--- Data for this exercise Enclosed Below ---

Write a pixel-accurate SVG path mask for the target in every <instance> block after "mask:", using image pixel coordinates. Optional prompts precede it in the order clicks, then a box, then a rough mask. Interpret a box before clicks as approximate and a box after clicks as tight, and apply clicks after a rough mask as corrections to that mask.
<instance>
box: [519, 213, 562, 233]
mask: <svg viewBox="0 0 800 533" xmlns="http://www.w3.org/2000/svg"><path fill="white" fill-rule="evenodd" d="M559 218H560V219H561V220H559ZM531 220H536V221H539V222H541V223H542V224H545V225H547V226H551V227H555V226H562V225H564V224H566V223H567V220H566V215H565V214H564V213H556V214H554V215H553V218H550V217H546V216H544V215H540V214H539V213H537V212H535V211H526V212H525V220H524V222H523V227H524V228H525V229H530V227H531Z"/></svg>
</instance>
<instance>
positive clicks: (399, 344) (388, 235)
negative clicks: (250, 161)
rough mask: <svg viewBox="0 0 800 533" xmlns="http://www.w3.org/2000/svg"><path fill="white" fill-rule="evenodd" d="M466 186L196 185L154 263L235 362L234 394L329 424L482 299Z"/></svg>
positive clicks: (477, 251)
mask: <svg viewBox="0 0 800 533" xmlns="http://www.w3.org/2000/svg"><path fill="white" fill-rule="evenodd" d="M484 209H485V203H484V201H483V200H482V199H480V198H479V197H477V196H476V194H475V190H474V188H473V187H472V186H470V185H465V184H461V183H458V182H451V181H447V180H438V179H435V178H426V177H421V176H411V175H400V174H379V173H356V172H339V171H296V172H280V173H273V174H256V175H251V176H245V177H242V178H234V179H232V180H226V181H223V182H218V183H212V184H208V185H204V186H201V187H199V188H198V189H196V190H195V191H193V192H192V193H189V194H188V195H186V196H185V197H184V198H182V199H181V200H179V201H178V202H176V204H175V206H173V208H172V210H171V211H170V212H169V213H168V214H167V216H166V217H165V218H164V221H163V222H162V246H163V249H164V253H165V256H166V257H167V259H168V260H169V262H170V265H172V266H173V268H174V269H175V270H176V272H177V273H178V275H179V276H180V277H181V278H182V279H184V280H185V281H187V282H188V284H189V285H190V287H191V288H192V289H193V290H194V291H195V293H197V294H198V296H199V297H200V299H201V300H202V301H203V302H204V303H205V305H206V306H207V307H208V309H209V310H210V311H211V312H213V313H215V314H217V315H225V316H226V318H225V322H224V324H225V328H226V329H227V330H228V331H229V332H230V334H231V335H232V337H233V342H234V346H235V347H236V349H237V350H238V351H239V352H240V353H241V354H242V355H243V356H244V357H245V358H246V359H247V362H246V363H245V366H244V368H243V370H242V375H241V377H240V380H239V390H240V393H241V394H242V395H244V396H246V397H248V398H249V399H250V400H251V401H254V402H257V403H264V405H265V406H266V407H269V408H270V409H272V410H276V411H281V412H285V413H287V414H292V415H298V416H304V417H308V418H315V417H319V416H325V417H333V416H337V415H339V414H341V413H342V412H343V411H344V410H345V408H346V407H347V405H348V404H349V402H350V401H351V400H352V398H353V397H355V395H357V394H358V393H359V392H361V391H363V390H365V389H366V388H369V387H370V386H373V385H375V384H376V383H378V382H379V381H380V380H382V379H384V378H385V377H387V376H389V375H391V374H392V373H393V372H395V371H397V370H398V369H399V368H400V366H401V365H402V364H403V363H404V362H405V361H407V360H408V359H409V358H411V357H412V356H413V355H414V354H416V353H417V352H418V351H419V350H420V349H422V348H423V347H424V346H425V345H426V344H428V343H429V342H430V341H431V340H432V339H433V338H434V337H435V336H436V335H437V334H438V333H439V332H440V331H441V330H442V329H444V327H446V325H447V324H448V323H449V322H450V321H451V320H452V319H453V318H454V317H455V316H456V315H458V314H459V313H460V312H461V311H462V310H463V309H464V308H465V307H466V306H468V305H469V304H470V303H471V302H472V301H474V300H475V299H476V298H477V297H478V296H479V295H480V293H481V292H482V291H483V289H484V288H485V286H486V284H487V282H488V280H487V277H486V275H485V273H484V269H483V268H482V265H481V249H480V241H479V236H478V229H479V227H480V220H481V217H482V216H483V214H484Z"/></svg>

--- End of Enclosed Data for this exercise ---

> [Exercise brief]: Among the lines above, find those with the word "rough" and list them.

> [Answer to the exercise]:
Write a pixel-accurate SVG path mask for the target in every <instance> block after "mask:", using image pixel coordinates. Optional prompts precede it in the order clicks, then a box, then a rough mask. Interpret a box before clicks as approximate and a box after clicks as tight, and apply clicks after a rough mask as corrections to that mask.
rough mask: <svg viewBox="0 0 800 533" xmlns="http://www.w3.org/2000/svg"><path fill="white" fill-rule="evenodd" d="M466 186L196 185L154 263L235 362L234 394L329 424L482 299Z"/></svg>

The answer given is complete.